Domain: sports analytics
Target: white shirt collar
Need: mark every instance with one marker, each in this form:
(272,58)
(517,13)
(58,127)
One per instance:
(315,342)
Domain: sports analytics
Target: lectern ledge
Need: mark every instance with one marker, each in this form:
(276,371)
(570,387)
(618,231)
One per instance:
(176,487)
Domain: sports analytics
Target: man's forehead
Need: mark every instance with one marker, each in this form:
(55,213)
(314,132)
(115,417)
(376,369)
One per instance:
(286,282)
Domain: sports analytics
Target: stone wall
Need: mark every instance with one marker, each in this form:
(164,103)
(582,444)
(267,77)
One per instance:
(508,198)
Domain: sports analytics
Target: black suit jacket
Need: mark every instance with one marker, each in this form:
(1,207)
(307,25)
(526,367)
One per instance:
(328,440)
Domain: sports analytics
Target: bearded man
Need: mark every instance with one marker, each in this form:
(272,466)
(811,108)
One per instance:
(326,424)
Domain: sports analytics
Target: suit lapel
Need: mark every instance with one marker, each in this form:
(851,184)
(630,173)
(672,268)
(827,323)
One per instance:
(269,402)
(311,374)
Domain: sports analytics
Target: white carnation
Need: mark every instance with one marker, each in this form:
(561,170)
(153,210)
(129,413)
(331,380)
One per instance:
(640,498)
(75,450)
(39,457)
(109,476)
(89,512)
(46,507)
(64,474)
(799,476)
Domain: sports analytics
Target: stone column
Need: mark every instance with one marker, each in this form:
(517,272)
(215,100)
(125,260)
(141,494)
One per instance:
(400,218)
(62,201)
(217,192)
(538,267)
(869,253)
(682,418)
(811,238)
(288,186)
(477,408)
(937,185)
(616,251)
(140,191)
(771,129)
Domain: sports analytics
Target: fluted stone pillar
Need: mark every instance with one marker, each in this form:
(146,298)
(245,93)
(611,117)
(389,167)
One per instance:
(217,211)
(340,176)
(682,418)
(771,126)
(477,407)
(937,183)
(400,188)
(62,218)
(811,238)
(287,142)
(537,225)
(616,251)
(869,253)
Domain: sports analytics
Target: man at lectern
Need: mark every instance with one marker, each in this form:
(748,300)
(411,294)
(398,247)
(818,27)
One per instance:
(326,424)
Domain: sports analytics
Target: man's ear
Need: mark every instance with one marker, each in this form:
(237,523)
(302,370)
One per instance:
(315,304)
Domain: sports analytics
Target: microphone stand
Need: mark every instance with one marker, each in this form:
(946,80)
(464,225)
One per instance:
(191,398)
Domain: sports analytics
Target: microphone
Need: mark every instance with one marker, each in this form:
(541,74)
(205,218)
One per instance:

» What you will do:
The answer must be an exact transcription of every record above.

» Solution to the problem:
Domain: sports analytics
Target: white shirt collar
Need: mark every instance with one marker, each in this form:
(272,58)
(517,13)
(58,127)
One per instance:
(315,342)
Domain: sports analytics
Target: lectern ledge
Need: mark every instance with one marker, each in this form:
(276,371)
(570,387)
(618,231)
One per instance:
(176,487)
Domain: sports analytics
Target: man's forehead
Need: mark every instance with one marker, each in this form:
(55,213)
(314,132)
(115,417)
(376,369)
One per instance:
(286,282)
Domain: sports analytics
Target: stone wall
Need: mark every instance with one marker, each in this form:
(164,103)
(582,444)
(267,77)
One per instance:
(508,198)
Domain: sports analytics
Target: black suit jacket
Need: mark every instance with one marker, each in this form:
(1,207)
(307,25)
(526,367)
One per instance:
(328,440)
Domain: sports analytics
Target: bearded man
Need: mark every instance with one marker, each in this form:
(272,466)
(811,108)
One per instance:
(326,424)
Domain: sports analytics
Target: suit lapel
Need: mark every instance with one marker, each in this form:
(851,184)
(630,173)
(672,268)
(827,323)
One per instance:
(269,402)
(311,374)
Domain: sports analytics
Target: white carnation
Need: mark every instance with one marker, each in this form:
(561,170)
(153,210)
(129,413)
(331,380)
One per instance:
(640,498)
(75,450)
(39,457)
(109,476)
(89,512)
(46,507)
(64,474)
(799,476)
Domain: sports analytics
Target: stone column
Need: mark every instance with one marker, each in this form:
(517,272)
(215,100)
(125,260)
(141,494)
One per instance:
(400,218)
(62,201)
(217,192)
(538,267)
(869,253)
(682,418)
(811,238)
(288,186)
(477,408)
(937,185)
(616,251)
(140,191)
(771,129)
Domain: sports analytics
Target: fluted stone pillar
Need: mark every instance with one marker, each in this form:
(146,298)
(245,93)
(611,117)
(389,167)
One per instance:
(217,211)
(340,176)
(682,418)
(771,126)
(477,407)
(937,183)
(400,188)
(62,218)
(811,238)
(287,142)
(537,225)
(616,251)
(869,253)
Domain: sports analytics
Target: man at lectern
Need: mark every instance with one marker, each in this form:
(748,300)
(411,294)
(398,247)
(818,27)
One per instance:
(326,424)
Domain: sports analytics
Target: man's ear
Need: mark every instance with one marker, each in this form:
(237,523)
(302,370)
One per instance:
(315,304)
Domain: sports analytics
Target: microphone stand
Need: mark every instance with one marker, each in this form:
(946,80)
(464,225)
One per instance:
(191,398)
Domain: sports analytics
Target: microphone
Need: mark every instance with one marker, each in this form:
(541,74)
(205,218)
One per instance:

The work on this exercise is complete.